_Aim of the task_.
Could you print, exactly as they stand, the lines starting with the one that contains "task: segment the blue sea" and going on through the one that contains "76], [120, 80]]", with both of those lines included? Leave the pictures out of your answer.

_Input_.
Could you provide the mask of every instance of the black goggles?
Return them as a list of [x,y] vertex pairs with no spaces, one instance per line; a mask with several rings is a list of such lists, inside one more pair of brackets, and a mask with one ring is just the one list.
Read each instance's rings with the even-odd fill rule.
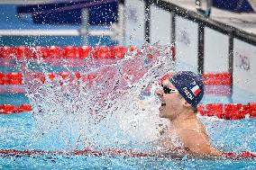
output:
[[172,89],[172,88],[169,88],[164,85],[161,85],[162,86],[162,90],[163,90],[163,93],[165,94],[171,94],[171,93],[174,93],[174,92],[178,92],[177,89]]

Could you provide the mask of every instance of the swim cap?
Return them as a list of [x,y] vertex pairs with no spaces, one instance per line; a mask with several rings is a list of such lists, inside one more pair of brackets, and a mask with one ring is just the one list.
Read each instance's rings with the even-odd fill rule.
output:
[[192,106],[197,107],[204,95],[202,76],[191,71],[180,71],[173,74],[169,81]]

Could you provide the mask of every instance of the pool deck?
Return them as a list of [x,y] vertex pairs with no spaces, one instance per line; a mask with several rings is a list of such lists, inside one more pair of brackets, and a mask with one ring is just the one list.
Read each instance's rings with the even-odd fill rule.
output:
[[[187,10],[197,12],[194,0],[164,0]],[[222,22],[256,36],[256,13],[233,13],[212,7],[210,20]]]

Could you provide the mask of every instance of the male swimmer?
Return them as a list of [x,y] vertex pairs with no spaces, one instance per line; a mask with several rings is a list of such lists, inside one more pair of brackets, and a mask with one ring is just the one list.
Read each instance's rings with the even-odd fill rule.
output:
[[197,117],[197,105],[204,95],[201,76],[181,71],[161,85],[156,91],[161,102],[159,116],[168,119],[169,125],[163,130],[158,150],[177,156],[222,157],[223,152],[211,145],[205,126]]

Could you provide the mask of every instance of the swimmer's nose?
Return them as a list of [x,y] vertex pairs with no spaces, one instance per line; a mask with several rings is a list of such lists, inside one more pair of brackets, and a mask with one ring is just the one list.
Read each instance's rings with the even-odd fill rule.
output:
[[155,94],[161,97],[163,95],[163,91],[162,89],[159,88],[156,90]]

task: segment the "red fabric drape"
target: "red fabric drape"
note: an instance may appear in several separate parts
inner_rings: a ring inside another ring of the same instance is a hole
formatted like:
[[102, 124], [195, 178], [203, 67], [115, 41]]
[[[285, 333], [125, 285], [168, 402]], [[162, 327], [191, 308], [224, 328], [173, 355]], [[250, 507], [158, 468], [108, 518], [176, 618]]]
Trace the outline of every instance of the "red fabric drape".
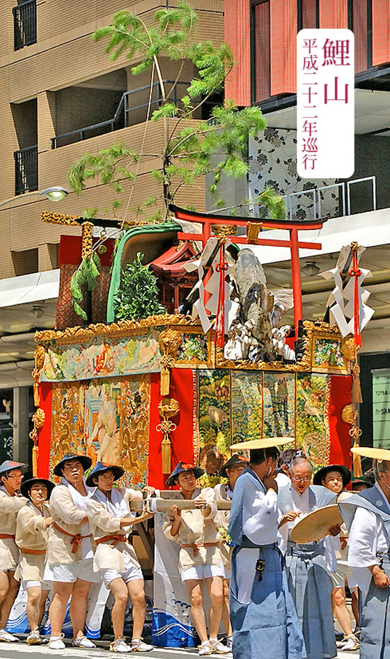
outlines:
[[[150, 376], [150, 417], [149, 426], [149, 458], [148, 483], [159, 490], [166, 490], [165, 479], [162, 474], [161, 442], [162, 433], [156, 431], [161, 422], [158, 404], [163, 396], [159, 393], [159, 373]], [[191, 370], [172, 369], [169, 398], [176, 398], [179, 403], [180, 412], [172, 419], [177, 428], [170, 435], [171, 444], [171, 469], [181, 460], [189, 464], [194, 463], [194, 385], [193, 372]]]
[[52, 383], [39, 385], [39, 406], [45, 412], [45, 423], [38, 431], [38, 475], [49, 478], [50, 459], [50, 437], [52, 435]]
[[329, 428], [330, 433], [329, 465], [345, 465], [351, 467], [350, 426], [343, 421], [341, 412], [346, 405], [352, 403], [351, 375], [332, 375], [329, 405]]

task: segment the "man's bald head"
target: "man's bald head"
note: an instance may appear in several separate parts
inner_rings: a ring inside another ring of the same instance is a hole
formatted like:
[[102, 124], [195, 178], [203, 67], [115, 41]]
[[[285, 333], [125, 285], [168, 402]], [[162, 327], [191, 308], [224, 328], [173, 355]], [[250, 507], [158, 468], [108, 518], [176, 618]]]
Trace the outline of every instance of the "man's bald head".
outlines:
[[301, 467], [305, 470], [309, 469], [313, 472], [313, 465], [306, 458], [295, 458], [294, 460], [292, 460], [290, 463], [290, 472], [293, 474], [297, 467]]

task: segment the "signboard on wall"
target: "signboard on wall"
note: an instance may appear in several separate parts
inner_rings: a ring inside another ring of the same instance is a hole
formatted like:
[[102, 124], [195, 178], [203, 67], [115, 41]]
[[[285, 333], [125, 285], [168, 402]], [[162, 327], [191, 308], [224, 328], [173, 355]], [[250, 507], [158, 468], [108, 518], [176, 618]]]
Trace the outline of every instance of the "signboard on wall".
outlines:
[[390, 449], [390, 369], [372, 371], [373, 445]]
[[354, 169], [354, 42], [347, 29], [304, 29], [297, 42], [297, 166], [302, 178]]

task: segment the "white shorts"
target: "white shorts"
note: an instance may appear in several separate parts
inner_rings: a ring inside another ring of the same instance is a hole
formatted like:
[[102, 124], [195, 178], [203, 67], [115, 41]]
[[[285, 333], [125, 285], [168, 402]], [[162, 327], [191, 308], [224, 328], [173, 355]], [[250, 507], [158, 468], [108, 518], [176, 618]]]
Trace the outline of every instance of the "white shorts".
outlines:
[[77, 579], [82, 579], [83, 581], [95, 584], [100, 581], [99, 573], [93, 571], [92, 558], [76, 561], [75, 563], [56, 563], [55, 565], [51, 565], [50, 569], [54, 582], [74, 584]]
[[350, 590], [357, 588], [357, 582], [354, 577], [352, 571], [345, 563], [337, 562], [336, 572], [329, 573], [333, 582], [334, 588], [345, 588], [345, 581]]
[[50, 590], [52, 583], [49, 581], [22, 581], [22, 587], [23, 590], [27, 590], [28, 588], [36, 588], [37, 586], [42, 590]]
[[42, 590], [50, 590], [52, 588], [53, 575], [47, 563], [46, 563], [45, 566], [43, 579], [42, 581], [35, 581], [33, 579], [24, 579], [22, 563], [19, 564], [19, 571], [20, 573], [20, 581], [23, 590], [27, 590], [28, 588], [36, 588], [37, 586], [41, 588]]
[[124, 572], [119, 572], [118, 570], [100, 570], [101, 578], [107, 588], [109, 587], [109, 584], [114, 579], [123, 579], [125, 584], [128, 584], [130, 581], [134, 581], [135, 579], [142, 579], [143, 581], [143, 575], [140, 566], [130, 560], [128, 554], [124, 553], [123, 558], [125, 559]]
[[180, 568], [180, 577], [182, 581], [188, 581], [189, 579], [203, 581], [203, 579], [210, 579], [210, 577], [222, 577], [222, 579], [224, 579], [225, 571], [221, 563], [220, 565], [203, 565], [201, 563], [199, 565], [193, 565], [187, 570]]

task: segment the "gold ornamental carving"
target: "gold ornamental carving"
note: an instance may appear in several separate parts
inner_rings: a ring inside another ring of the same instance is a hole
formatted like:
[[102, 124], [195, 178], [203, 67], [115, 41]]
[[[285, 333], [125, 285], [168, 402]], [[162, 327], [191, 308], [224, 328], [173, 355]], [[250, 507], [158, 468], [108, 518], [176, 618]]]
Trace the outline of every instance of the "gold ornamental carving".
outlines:
[[40, 214], [40, 219], [42, 222], [47, 222], [49, 224], [67, 224], [68, 226], [79, 226], [78, 222], [79, 215], [64, 215], [61, 212], [50, 212], [48, 210], [44, 210]]
[[93, 224], [92, 222], [83, 222], [81, 227], [81, 258], [86, 258], [92, 253]]
[[219, 242], [226, 242], [231, 235], [237, 234], [237, 226], [231, 224], [212, 224], [212, 235], [216, 235]]
[[171, 473], [171, 446], [169, 435], [176, 430], [176, 424], [171, 419], [179, 413], [179, 403], [176, 398], [163, 398], [159, 403], [159, 414], [161, 423], [156, 426], [158, 433], [162, 433], [161, 442], [161, 457], [162, 463], [162, 473]]
[[38, 431], [45, 423], [45, 412], [41, 408], [38, 408], [33, 414], [33, 423], [34, 427], [30, 433], [30, 439], [33, 440], [33, 476], [38, 475]]
[[356, 422], [356, 419], [357, 417], [357, 412], [354, 409], [352, 403], [349, 405], [346, 405], [345, 408], [343, 408], [341, 410], [341, 419], [345, 424], [350, 424], [352, 425]]

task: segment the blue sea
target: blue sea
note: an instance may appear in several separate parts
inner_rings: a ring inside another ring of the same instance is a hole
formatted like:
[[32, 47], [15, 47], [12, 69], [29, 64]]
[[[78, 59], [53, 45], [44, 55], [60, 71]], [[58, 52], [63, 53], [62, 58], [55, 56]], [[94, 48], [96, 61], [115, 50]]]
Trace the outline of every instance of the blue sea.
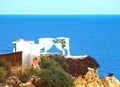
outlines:
[[120, 15], [0, 15], [0, 53], [12, 52], [15, 40], [43, 37], [69, 37], [71, 55], [92, 56], [100, 76], [120, 80]]

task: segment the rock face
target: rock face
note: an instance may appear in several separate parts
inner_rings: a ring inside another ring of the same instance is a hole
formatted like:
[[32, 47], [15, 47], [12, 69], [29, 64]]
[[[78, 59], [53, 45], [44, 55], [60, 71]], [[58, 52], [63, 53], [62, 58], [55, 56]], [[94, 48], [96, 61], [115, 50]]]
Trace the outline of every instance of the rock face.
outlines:
[[101, 78], [104, 87], [120, 87], [120, 81], [115, 76]]
[[100, 65], [97, 61], [90, 56], [83, 56], [81, 58], [66, 58], [67, 64], [69, 65], [69, 73], [72, 76], [86, 75], [88, 67], [97, 69]]
[[[51, 60], [55, 55], [45, 55], [45, 58]], [[75, 87], [120, 87], [120, 81], [113, 74], [109, 74], [102, 78], [98, 76], [98, 67], [100, 65], [90, 56], [81, 58], [64, 58], [64, 56], [57, 57], [63, 58], [63, 60], [60, 60], [60, 64], [63, 64], [63, 61], [66, 61], [68, 64], [68, 73], [74, 78]], [[34, 57], [33, 60], [33, 67], [37, 68], [40, 64], [38, 58]], [[8, 85], [9, 87], [41, 87], [41, 83], [38, 84], [38, 81], [43, 83], [43, 80], [37, 77], [30, 78], [26, 83], [22, 83], [18, 77], [10, 77], [7, 80], [7, 86], [4, 87], [8, 87]]]
[[75, 87], [120, 87], [120, 82], [115, 76], [100, 78], [97, 70], [88, 68], [84, 78], [81, 75], [76, 77]]

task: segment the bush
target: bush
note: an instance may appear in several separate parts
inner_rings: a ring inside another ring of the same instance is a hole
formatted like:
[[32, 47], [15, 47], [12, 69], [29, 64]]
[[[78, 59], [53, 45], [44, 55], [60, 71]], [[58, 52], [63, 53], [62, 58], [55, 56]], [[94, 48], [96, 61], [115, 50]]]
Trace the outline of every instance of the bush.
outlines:
[[7, 71], [5, 68], [0, 67], [0, 82], [4, 83], [7, 77]]
[[[54, 60], [49, 61], [41, 59], [40, 78], [46, 82], [46, 87], [73, 87], [73, 80], [70, 75], [66, 73], [60, 65]], [[45, 87], [45, 86], [40, 86]]]

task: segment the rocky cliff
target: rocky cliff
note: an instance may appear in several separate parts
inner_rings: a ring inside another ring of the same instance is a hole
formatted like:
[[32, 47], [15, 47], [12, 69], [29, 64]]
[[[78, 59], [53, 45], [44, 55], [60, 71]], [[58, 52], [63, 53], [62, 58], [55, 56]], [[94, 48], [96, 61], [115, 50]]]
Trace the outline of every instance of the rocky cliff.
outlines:
[[[46, 58], [53, 58], [55, 55], [46, 55]], [[68, 72], [74, 78], [75, 87], [120, 87], [120, 81], [114, 75], [98, 76], [100, 65], [91, 56], [61, 58], [69, 66]]]

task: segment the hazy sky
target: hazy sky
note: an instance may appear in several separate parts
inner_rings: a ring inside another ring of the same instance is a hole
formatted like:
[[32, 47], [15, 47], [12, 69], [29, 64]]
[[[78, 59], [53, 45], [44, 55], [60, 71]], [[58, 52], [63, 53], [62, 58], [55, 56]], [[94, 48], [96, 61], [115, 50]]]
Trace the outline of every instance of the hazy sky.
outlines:
[[0, 0], [0, 14], [120, 14], [120, 0]]

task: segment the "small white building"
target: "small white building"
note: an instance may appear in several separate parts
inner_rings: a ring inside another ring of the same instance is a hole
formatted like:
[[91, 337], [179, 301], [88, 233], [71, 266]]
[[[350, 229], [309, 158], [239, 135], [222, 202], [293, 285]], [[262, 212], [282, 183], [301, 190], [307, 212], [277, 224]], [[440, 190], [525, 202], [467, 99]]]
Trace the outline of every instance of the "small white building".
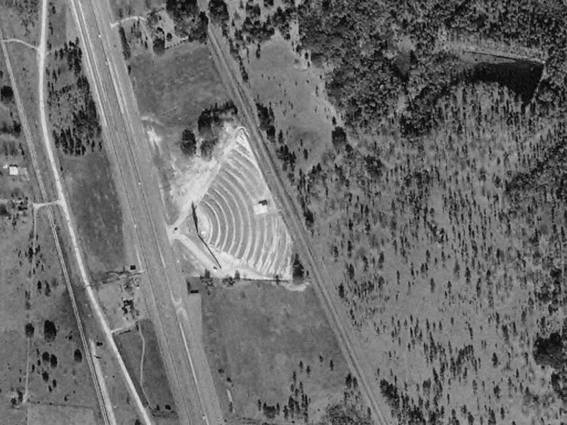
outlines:
[[257, 204], [254, 205], [254, 213], [256, 215], [266, 214], [268, 212], [268, 200], [262, 199], [262, 200], [259, 201]]

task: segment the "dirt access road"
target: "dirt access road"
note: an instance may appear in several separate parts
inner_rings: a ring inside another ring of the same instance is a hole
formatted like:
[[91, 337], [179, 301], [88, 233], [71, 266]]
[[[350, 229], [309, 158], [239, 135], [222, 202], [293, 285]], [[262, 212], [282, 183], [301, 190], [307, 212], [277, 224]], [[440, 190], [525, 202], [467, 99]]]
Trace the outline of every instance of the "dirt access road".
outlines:
[[[208, 10], [208, 1], [199, 0], [199, 6]], [[343, 324], [337, 308], [333, 304], [326, 285], [333, 282], [322, 261], [315, 254], [310, 238], [305, 227], [301, 211], [293, 191], [288, 188], [286, 176], [283, 176], [275, 158], [268, 148], [269, 142], [258, 130], [259, 123], [256, 114], [254, 103], [242, 82], [238, 67], [230, 55], [228, 46], [223, 40], [220, 28], [209, 22], [208, 29], [208, 46], [223, 82], [238, 107], [240, 116], [250, 132], [250, 145], [257, 155], [258, 163], [262, 164], [261, 170], [268, 186], [274, 194], [281, 211], [284, 220], [288, 226], [300, 256], [304, 259], [311, 271], [311, 280], [318, 298], [327, 317], [329, 324], [335, 334], [341, 351], [349, 368], [358, 376], [361, 392], [372, 413], [374, 421], [380, 425], [387, 425], [384, 412], [389, 412], [387, 406], [381, 405], [381, 397], [374, 377], [367, 377], [363, 368], [365, 359], [359, 356], [355, 345], [349, 334], [352, 332], [349, 325]]]
[[184, 280], [165, 228], [157, 171], [108, 0], [69, 1], [116, 183], [125, 228], [144, 273], [141, 287], [181, 424], [224, 423], [201, 339], [201, 312], [186, 311]]
[[[34, 209], [35, 209], [36, 208], [39, 208], [40, 206], [47, 207], [46, 213], [47, 216], [47, 221], [49, 222], [50, 229], [51, 230], [51, 234], [53, 237], [54, 244], [55, 245], [55, 249], [57, 251], [57, 258], [59, 259], [62, 273], [63, 274], [63, 279], [65, 282], [65, 287], [67, 288], [69, 300], [71, 301], [71, 306], [73, 310], [73, 314], [75, 318], [75, 322], [77, 323], [79, 337], [81, 339], [81, 342], [83, 346], [83, 350], [84, 353], [86, 354], [86, 362], [89, 366], [89, 370], [91, 374], [91, 377], [93, 380], [93, 386], [94, 387], [95, 393], [97, 397], [97, 401], [99, 402], [101, 415], [106, 425], [116, 425], [116, 421], [114, 417], [112, 404], [110, 401], [110, 399], [108, 397], [108, 392], [106, 391], [106, 389], [105, 382], [101, 382], [100, 380], [99, 375], [96, 373], [95, 370], [95, 367], [94, 365], [93, 352], [91, 350], [90, 346], [89, 345], [86, 341], [86, 336], [84, 332], [84, 327], [83, 325], [83, 322], [81, 319], [73, 287], [71, 284], [71, 280], [69, 276], [67, 262], [65, 259], [65, 256], [63, 254], [63, 249], [62, 248], [62, 242], [60, 240], [60, 236], [57, 231], [57, 225], [55, 223], [55, 215], [53, 214], [52, 210], [50, 209], [51, 205], [59, 206], [62, 209], [63, 218], [65, 220], [65, 225], [67, 225], [67, 227], [69, 231], [69, 235], [71, 239], [71, 242], [72, 245], [72, 249], [73, 249], [73, 254], [74, 254], [75, 260], [77, 261], [77, 266], [79, 268], [79, 273], [81, 274], [81, 277], [82, 278], [82, 283], [85, 285], [86, 292], [91, 304], [91, 308], [94, 312], [95, 315], [96, 316], [96, 319], [103, 330], [106, 322], [104, 320], [103, 315], [101, 314], [100, 306], [99, 306], [96, 298], [94, 298], [92, 289], [90, 287], [90, 284], [86, 274], [85, 268], [84, 266], [82, 258], [81, 256], [81, 251], [77, 242], [74, 227], [72, 225], [72, 220], [70, 215], [70, 211], [69, 209], [69, 205], [67, 202], [66, 194], [63, 191], [63, 187], [62, 185], [61, 184], [61, 176], [60, 175], [59, 169], [57, 166], [56, 161], [55, 159], [55, 154], [53, 154], [53, 151], [52, 149], [52, 147], [51, 145], [49, 133], [47, 130], [47, 120], [46, 118], [47, 107], [45, 106], [45, 87], [44, 81], [44, 77], [45, 75], [44, 69], [45, 66], [45, 55], [47, 50], [46, 49], [47, 25], [47, 0], [42, 1], [40, 19], [41, 19], [41, 23], [40, 23], [41, 26], [40, 33], [39, 47], [32, 46], [31, 45], [28, 45], [28, 43], [23, 43], [23, 44], [25, 44], [27, 47], [34, 49], [37, 54], [38, 76], [38, 106], [40, 113], [39, 118], [41, 123], [41, 128], [42, 128], [42, 136], [43, 136], [42, 141], [43, 142], [43, 145], [45, 148], [46, 153], [47, 154], [47, 159], [49, 160], [50, 166], [51, 167], [51, 171], [52, 172], [52, 177], [53, 178], [55, 183], [55, 189], [57, 192], [56, 194], [57, 196], [57, 199], [55, 200], [49, 199], [49, 196], [47, 196], [47, 191], [45, 188], [45, 183], [43, 179], [44, 176], [42, 175], [41, 169], [39, 166], [39, 162], [38, 160], [38, 154], [35, 149], [35, 142], [34, 142], [33, 136], [32, 135], [31, 130], [30, 130], [24, 104], [21, 100], [21, 98], [20, 97], [17, 81], [13, 74], [13, 69], [12, 68], [11, 62], [10, 60], [10, 57], [8, 52], [8, 49], [6, 47], [5, 44], [6, 42], [14, 40], [14, 39], [4, 39], [1, 28], [0, 28], [0, 43], [1, 44], [2, 55], [4, 56], [4, 62], [6, 64], [6, 70], [8, 72], [8, 74], [10, 79], [10, 82], [12, 86], [12, 89], [13, 90], [14, 98], [16, 100], [16, 107], [18, 108], [18, 114], [20, 117], [20, 120], [22, 125], [22, 129], [23, 130], [24, 139], [28, 148], [28, 152], [29, 153], [30, 159], [31, 160], [31, 165], [32, 167], [33, 168], [34, 174], [35, 175], [35, 178], [38, 181], [38, 186], [39, 186], [38, 188], [40, 191], [39, 193], [40, 202], [35, 203], [35, 204], [34, 205]], [[36, 212], [34, 212], [34, 214]], [[34, 222], [34, 225], [35, 225], [35, 222]], [[119, 361], [121, 359], [120, 358], [119, 356]], [[123, 372], [124, 371], [125, 372], [126, 380], [128, 380], [129, 376], [128, 375], [128, 372], [126, 371], [125, 366], [124, 366], [123, 362], [122, 362], [119, 366], [122, 366], [121, 370]], [[28, 372], [26, 371], [26, 380], [27, 380], [27, 373]], [[24, 395], [25, 401], [26, 402], [28, 401], [28, 395], [29, 395], [28, 394], [28, 385], [26, 382], [26, 394]]]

_Output for this task_.
task: segment the blue sea
target: blue sea
note: an instance may appear in several separate parts
inner_rings: a ring inside another ring of the same instance is a hole
formatted like:
[[32, 47], [15, 47], [12, 69], [29, 64]]
[[[78, 59], [53, 45], [44, 55], [60, 71]], [[58, 52], [63, 53], [62, 58], [55, 56]], [[94, 48], [96, 61], [115, 50]]]
Trace the outline of every instance of the blue sea.
outlines:
[[120, 15], [0, 15], [0, 53], [12, 52], [15, 40], [43, 37], [69, 37], [71, 55], [92, 56], [100, 76], [120, 80]]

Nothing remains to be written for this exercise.